» TASK ITEM
In the records, each line holding "fern" must be reported.

» SOURCE INFORMATION
>>>>>

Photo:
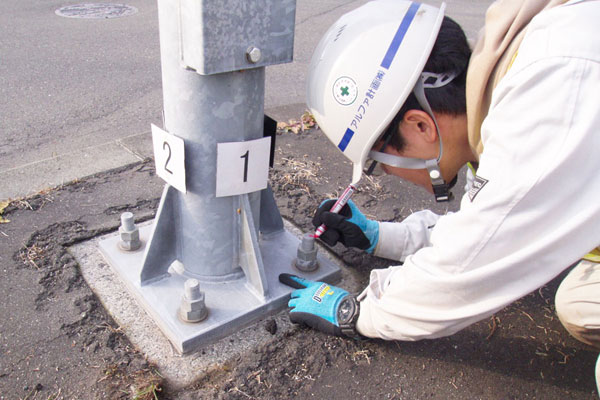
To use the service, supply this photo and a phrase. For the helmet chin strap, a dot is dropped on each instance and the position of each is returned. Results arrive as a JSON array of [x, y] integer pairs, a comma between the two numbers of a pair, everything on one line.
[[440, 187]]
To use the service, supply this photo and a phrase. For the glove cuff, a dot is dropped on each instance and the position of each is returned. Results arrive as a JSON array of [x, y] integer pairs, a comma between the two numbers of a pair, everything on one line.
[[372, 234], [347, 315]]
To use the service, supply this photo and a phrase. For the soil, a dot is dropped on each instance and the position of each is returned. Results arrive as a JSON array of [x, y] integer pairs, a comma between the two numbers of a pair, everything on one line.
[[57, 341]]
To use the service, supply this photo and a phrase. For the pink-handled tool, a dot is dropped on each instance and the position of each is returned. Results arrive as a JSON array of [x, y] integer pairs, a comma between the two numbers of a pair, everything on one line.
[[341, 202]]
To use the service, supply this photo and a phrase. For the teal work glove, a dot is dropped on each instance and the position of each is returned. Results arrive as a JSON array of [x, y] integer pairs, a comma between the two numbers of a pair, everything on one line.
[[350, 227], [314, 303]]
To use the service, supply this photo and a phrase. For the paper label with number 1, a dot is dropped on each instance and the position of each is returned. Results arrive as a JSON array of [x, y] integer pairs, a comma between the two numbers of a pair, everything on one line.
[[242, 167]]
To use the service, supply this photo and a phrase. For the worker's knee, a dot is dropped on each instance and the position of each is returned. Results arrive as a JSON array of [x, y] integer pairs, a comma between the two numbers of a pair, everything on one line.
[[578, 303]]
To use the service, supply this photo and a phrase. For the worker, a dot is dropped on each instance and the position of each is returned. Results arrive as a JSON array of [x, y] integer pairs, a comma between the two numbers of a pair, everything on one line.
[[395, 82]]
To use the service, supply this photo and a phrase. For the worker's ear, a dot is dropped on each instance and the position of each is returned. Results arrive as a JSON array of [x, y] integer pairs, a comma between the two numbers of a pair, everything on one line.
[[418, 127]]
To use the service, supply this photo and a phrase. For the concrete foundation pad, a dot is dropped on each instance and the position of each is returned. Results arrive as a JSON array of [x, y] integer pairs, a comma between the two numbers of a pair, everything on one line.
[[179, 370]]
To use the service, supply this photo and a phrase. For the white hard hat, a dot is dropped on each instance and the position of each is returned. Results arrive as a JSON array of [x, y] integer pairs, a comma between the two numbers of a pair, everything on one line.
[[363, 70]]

<<<<<
>>>>>

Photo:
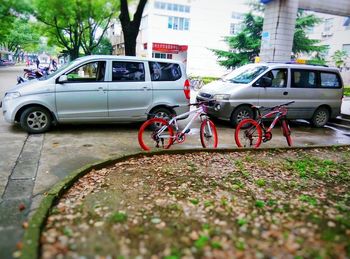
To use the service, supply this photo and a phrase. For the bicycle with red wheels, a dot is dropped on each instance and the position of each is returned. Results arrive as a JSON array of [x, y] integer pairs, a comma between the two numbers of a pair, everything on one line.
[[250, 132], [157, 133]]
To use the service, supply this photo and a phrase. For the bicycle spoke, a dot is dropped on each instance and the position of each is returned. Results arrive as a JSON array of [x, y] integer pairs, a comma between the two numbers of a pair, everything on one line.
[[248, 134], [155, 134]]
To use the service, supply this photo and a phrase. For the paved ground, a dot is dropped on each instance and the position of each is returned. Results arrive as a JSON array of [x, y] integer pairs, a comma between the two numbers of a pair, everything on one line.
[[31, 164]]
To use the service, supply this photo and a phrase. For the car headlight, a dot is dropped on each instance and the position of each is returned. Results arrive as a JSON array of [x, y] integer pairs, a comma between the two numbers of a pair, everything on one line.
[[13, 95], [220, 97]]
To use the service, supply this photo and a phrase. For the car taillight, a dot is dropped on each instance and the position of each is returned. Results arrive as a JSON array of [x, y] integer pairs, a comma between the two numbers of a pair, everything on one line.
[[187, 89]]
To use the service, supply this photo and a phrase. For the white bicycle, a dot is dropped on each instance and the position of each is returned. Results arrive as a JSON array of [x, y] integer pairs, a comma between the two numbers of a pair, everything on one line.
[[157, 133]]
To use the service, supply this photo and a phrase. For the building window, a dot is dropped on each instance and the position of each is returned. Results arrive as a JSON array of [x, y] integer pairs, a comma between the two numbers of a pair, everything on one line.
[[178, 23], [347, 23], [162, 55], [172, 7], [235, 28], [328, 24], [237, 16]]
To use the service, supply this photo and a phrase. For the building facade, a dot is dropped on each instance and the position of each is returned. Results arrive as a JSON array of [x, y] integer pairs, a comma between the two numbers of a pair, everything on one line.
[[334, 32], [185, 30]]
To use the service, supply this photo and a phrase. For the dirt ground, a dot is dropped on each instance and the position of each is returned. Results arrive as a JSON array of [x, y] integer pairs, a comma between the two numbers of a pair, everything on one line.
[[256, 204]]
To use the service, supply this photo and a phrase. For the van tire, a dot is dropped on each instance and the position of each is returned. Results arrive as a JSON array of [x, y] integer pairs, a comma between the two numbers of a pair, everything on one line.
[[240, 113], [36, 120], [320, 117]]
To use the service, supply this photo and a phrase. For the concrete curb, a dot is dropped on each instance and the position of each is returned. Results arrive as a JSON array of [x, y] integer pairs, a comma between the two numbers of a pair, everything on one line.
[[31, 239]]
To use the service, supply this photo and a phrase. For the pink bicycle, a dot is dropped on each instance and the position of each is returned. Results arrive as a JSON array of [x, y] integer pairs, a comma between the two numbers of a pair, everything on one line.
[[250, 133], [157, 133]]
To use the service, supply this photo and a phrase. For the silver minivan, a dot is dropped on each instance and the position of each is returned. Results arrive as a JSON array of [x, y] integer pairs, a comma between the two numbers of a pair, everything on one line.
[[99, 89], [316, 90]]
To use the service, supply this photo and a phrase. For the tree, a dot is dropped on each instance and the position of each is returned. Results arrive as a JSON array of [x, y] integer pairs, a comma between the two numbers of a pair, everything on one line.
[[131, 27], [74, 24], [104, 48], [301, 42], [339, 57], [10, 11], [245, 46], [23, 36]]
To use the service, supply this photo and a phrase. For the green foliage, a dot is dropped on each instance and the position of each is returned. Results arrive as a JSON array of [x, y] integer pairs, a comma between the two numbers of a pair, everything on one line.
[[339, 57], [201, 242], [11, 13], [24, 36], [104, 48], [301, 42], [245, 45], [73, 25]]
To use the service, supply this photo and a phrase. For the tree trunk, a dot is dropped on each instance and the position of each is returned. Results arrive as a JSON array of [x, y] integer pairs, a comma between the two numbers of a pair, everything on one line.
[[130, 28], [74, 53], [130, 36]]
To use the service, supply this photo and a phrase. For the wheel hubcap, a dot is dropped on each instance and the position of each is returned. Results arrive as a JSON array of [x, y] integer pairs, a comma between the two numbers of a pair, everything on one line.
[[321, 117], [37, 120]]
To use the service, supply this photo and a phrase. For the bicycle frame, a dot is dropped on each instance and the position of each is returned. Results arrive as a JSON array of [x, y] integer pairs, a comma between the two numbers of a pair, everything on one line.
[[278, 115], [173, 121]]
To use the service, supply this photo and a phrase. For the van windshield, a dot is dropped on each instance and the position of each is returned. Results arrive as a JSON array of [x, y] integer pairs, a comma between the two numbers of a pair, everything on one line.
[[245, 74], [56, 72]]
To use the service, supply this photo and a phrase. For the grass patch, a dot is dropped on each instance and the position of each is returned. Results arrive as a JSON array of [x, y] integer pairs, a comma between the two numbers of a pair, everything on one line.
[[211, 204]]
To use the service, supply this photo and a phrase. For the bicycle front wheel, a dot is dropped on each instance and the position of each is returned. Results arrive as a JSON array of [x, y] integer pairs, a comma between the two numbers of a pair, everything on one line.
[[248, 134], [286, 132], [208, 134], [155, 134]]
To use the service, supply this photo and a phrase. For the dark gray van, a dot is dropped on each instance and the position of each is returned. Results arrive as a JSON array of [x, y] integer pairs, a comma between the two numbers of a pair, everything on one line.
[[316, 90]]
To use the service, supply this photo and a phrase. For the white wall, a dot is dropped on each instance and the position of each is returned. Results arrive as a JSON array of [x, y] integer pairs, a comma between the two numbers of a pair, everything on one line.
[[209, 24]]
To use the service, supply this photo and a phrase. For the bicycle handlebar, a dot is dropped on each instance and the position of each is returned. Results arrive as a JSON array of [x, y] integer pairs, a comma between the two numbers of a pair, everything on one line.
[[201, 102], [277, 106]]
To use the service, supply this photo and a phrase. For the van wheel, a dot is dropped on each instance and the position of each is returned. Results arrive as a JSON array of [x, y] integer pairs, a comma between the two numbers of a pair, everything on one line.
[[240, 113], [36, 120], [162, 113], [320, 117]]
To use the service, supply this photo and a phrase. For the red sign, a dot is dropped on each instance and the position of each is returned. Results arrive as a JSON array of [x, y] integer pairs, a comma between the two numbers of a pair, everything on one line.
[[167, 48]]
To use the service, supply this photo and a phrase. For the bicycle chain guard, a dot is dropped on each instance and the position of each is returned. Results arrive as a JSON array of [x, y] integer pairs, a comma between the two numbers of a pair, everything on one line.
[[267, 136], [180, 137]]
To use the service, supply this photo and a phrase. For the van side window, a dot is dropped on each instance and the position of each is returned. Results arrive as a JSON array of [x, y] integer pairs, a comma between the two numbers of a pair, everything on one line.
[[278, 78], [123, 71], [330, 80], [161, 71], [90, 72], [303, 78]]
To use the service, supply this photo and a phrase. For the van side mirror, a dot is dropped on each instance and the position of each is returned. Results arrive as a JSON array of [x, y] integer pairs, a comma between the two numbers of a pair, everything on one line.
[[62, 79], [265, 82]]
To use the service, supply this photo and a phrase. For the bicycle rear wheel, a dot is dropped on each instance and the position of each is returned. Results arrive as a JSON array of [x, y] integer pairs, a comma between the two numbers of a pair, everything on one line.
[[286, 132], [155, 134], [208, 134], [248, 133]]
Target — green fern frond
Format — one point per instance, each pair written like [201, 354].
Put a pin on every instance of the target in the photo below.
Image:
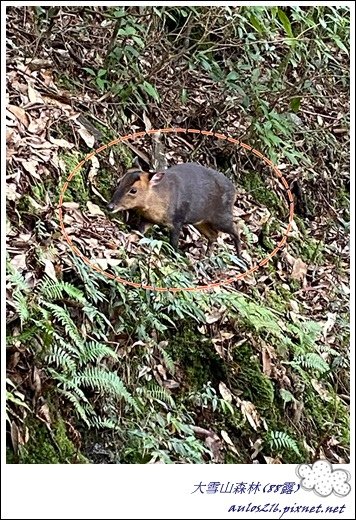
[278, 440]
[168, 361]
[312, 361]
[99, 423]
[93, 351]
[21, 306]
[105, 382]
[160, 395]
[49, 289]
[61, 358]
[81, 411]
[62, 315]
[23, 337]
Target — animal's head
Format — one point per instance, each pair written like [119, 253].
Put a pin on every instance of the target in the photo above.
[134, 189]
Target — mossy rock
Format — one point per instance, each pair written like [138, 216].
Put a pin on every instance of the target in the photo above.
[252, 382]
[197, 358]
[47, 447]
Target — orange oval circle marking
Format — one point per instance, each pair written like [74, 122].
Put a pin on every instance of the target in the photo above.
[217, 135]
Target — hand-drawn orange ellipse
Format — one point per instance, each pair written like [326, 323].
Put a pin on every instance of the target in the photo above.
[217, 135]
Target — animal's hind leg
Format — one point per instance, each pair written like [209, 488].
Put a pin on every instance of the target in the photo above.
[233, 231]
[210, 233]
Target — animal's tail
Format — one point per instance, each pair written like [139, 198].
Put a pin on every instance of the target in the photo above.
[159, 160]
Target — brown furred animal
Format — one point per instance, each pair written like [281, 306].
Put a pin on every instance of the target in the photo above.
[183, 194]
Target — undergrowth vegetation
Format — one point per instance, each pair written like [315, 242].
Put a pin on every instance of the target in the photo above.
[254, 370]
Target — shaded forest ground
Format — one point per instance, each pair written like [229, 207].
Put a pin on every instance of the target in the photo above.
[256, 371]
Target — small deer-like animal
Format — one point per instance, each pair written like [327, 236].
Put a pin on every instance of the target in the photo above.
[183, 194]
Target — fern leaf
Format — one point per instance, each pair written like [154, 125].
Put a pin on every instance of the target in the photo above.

<<<<<

» ANSWER TO THE PROBLEM
Target — green fern frond
Target — fern leaf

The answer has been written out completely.